___ TEXTO PARA LEITURA ___
Ora, a questão que se co­loca é se quem es­creve o faz para se­ri­a­mente tratar um pro­blema sério ou des­tilar umas azias. Desde logo porque a LPM nada tem a ver com re­cru­ta­mento e re­tenção, e mesmo quanto ao treino só sub­si­di­a­ri­a­mente se pode con­si­derar ter algum en­caixe. Con­si­dera o autor que de­veria ter? Está no seu di­reito. Mas não tem!

De­pois, a re­fe­rência ao PCP só pode ser uma alu­ci­nação. É ver­dade que o PCP propôs que os edi­fí­cios, há anos aban­do­nados, da an­tiga Es­cola Prá­tica de Ca­va­laria (San­tarém) pu­dessem servir para ha­bi­tação so­cial. Edi­fí­cios que em nada bulem com o Exér­cito porque já não são pro­pri­e­dade sua. Falar sem saber ou dizer mal só porque é pre­ciso dizer mal, fará o es­tilo de al­guns e diz muito sobre a ho­nes­ti­dade in­te­lec­tual de quem assim se po­si­ciona na vida.

Dito isto, a ma­téria de facto é que as res­pon­sa­bi­li­dades pelo es­tado a que che­gámos têm nome: PS, PSD e CDS, de onde bro­taram al­guns que hoje estão no Chega e na IL. Isto é ma­téria de facto, por muito que apa­reçam a falar como se não hou­vesse pas­sado. Como se o es­tado em que se en­con­tram as Forças Ar­madas ti­vesse sido um acto. Não Foi! Tem sido um pro­cesso de muitos anos. Um pro­cesso de cum­pli­ci­dades na po­lí­tica de apro­fun­da­mento da cen­tra­li­zação e go­ver­na­men­ta­li­zação em actos su­ces­sivos ao longo dos anos. Cum­pli­ci­dades na ali­e­nação e pri­va­ti­zação das em­presas li­gadas à in­dús­tria de de­fesa, mas também de ou­tras infra-es­tru­turas, como bem exem­pli­fica o caso do Hos­pital Mi­litar de Belém. Cum­pli­ci­dades no fim do SMO. Cum­pli­ci­dades no in­cum­pri­mento da Lei que rege as as­so­ci­a­ções so­ci­o­pro­fis­si­o­nais de mi­li­tares. Cum­pli­ci­dades no in­cum­pri­mento do Es­ta­tuto da Con­dição Mi­litar. Cum­pli­ci­dades de há muitos anos nos cri­té­rios de ava­li­ação e con­se­quen­te­mente de ex­clusão de pro­mo­ções. Cum­pli­ci­dades na ma­nu­tenção de um sis­tema cada vez mais afu­ni­lado de pro­gres­sões na car­reira. Cum­pli­ci­dades na ma­nu­tenção de um re­gime re­mu­ne­ra­tório es­tag­nado. Cum­pli­ci­dades na de­gra­dação do ser­viço de saúde mi­litar, de que a si­tu­ação vi­vida no Hos­pital das Forças Ar­madas é a face mais vi­sível. Cum­pli­ci­dades na con­ti­nuada po­lí­tica de pa­dro­ni­zação e su­bor­di­nação aos in­te­resses dos EUA/​NATO e ao pro­jecto mi­li­ta­rista da UE. Cum­pli­ci­dades que con­taram (com raras ex­cep­ções) com o con­tri­buto de Che­fias Mi­li­tares que, agora na re­forma, apa­recem muito ac­tivos, mas quando es­tavam no ac­tivo… pouco sinal de vida deram. E es­cla­reça-se, porque as mentes per­versas existem, que dar sinal de vida é não mas­carar a re­a­li­dade e as di­fi­cul­dades.
___
[EXERCÍCIO ESCRITO A]
Transcreva literalmente o trecho do texto sobre as Forças Armadas que vai de "De­pois, a re­fe­rência" a "po­si­ciona na vida.".
[EXERCÍCIO ESCRITO B]
Segundo o texto sobre as Forças Armadas, que uso propôs o PCP para os edifícios da antiga Escola Prática de Cavalaria, em Santarém?
As linhas apresentadas a seguir provêm de outra fonte.
___ DADOS FORNECIDOS ___
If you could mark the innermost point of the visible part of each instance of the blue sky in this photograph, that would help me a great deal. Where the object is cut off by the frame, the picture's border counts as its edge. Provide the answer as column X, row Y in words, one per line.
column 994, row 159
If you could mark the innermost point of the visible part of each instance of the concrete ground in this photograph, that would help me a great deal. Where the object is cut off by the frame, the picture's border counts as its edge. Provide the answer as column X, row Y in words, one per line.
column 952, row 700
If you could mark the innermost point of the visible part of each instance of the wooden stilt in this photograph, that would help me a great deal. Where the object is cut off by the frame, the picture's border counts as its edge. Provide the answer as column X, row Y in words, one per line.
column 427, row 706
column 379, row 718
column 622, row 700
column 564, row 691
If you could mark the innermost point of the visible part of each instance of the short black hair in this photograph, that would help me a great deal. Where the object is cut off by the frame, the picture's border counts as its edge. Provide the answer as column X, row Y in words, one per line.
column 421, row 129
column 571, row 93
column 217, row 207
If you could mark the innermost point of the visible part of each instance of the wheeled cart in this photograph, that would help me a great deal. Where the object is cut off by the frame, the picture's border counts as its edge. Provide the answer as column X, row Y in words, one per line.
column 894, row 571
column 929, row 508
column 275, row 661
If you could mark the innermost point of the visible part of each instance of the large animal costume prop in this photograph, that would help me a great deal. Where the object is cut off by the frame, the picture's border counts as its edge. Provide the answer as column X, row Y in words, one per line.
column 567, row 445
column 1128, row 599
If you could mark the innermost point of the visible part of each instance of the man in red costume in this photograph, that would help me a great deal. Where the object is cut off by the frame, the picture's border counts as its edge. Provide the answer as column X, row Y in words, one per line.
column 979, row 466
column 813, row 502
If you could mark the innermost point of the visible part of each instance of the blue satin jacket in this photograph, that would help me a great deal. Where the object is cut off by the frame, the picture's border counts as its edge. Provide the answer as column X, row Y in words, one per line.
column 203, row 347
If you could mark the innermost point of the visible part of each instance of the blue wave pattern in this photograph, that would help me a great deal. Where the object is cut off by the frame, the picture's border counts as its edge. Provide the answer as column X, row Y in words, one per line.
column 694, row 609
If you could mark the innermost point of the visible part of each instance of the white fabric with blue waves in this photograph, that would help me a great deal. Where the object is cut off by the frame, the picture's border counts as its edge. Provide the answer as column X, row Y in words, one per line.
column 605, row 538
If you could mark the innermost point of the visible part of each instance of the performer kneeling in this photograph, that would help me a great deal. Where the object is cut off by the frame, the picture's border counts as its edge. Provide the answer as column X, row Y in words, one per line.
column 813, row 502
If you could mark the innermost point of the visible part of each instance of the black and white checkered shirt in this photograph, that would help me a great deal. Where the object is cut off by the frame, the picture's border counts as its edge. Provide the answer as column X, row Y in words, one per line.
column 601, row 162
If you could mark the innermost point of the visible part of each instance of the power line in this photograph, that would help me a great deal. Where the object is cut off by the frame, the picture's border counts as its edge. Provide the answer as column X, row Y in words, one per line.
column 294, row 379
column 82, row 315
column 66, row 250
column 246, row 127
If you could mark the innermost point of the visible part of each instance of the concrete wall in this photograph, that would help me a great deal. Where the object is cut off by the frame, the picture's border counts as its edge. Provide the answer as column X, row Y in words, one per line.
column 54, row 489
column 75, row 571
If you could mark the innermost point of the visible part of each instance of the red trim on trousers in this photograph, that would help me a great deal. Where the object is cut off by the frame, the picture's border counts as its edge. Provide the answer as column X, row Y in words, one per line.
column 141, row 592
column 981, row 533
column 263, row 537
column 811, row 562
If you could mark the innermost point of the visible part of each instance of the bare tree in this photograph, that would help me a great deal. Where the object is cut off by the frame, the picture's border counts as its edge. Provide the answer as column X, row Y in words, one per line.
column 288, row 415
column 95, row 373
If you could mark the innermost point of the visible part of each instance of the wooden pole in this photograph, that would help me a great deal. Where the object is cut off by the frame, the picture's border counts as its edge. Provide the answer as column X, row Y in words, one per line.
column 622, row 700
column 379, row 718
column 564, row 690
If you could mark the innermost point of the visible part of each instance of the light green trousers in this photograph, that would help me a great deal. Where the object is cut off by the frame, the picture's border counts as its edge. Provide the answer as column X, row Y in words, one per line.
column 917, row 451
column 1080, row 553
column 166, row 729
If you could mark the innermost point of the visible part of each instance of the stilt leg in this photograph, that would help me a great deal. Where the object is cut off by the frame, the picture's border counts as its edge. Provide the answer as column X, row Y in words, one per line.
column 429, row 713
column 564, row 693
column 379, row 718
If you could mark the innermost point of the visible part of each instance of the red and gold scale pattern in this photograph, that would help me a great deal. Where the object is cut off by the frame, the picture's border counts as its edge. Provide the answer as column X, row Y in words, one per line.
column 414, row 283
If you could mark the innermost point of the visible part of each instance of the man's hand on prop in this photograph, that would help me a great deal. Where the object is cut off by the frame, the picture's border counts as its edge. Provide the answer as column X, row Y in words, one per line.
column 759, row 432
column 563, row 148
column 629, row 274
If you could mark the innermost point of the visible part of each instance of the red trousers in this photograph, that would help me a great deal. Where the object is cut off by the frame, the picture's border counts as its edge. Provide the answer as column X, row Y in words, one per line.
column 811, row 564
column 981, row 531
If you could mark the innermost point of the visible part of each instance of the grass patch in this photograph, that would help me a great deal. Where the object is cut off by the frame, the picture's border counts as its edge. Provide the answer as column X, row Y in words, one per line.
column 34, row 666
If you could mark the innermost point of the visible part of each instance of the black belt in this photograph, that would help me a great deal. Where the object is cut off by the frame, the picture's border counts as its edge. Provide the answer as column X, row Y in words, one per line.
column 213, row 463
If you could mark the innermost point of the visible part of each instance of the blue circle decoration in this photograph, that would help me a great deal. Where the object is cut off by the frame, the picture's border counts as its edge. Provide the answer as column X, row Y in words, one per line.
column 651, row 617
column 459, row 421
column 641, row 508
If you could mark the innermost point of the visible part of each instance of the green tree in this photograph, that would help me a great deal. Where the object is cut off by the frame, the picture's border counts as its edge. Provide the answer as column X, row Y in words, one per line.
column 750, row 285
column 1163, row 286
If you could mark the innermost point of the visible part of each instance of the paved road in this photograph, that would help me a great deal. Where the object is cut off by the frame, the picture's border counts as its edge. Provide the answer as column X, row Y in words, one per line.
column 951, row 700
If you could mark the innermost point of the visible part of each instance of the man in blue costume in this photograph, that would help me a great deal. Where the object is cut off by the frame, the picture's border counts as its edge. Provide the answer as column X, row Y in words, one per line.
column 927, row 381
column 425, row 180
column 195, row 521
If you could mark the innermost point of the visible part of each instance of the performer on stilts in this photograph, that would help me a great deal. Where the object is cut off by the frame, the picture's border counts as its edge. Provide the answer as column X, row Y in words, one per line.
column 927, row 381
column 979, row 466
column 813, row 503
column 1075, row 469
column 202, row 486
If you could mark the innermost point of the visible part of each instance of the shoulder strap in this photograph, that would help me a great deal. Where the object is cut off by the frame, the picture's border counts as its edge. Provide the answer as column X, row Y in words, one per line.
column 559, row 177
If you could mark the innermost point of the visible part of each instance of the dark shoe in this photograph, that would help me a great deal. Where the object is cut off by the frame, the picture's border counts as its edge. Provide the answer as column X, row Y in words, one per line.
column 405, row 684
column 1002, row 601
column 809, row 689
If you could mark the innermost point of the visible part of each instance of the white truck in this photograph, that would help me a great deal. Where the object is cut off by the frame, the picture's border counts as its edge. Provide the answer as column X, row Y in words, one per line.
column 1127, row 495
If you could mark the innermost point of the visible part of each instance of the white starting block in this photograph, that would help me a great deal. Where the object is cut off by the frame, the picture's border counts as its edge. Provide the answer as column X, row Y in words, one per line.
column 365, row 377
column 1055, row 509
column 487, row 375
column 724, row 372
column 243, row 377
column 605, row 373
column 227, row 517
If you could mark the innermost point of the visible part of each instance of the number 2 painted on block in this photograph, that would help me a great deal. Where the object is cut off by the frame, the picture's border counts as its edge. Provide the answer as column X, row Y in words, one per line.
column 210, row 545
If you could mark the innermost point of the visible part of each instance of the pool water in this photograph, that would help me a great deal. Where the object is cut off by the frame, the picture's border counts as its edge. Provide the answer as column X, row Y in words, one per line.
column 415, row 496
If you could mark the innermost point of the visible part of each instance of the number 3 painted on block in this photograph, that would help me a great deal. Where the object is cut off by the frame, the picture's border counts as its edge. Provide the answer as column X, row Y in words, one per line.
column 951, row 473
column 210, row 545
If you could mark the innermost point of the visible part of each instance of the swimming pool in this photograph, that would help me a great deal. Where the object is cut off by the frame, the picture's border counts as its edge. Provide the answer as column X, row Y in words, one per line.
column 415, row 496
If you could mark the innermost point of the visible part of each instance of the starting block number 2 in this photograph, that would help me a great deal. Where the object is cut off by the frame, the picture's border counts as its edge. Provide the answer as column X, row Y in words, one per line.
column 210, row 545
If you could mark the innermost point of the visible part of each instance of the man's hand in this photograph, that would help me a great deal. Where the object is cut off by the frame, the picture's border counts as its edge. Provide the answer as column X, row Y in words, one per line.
___
[RESPOSTA ESCRITA A]
De­pois, a re­fe­rência ao PCP só pode ser uma alu­ci­nação. É ver­dade que o PCP propôs que os edi­fí­cios, há anos aban­do­nados, da an­tiga Es­cola Prá­tica de Ca­va­laria (San­tarém) pu­dessem servir para ha­bi­tação so­cial. Edi­fí­cios que em nada bulem com o Exér­cito porque já não são pro­pri­e­dade sua. Falar sem saber ou dizer mal só porque é pre­ciso dizer mal, fará o es­tilo de al­guns e diz muito sobre a ho­nes­ti­dade in­te­lec­tual de quem assim se po­si­ciona na vida.

[RESPOSTA ESCRITA B]
O PCP propôs que os edifícios pudessem servir para habitação social.